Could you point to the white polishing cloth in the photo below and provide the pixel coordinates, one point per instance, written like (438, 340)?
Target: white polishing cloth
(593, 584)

--

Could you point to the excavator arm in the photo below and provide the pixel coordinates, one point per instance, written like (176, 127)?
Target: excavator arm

--

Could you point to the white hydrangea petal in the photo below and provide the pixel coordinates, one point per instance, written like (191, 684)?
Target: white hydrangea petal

_What is needed:_ Take the lines above from the one containing "Could you point to the white hydrangea" to the one containing "Target: white hydrangea petal" and retype them exactly, both ends included, with nothing added.

_Expected answer:_
Could you point to the white hydrangea petal in the photo below and provide the pixel coordinates, one point per instance, written like (191, 684)?
Target: white hydrangea petal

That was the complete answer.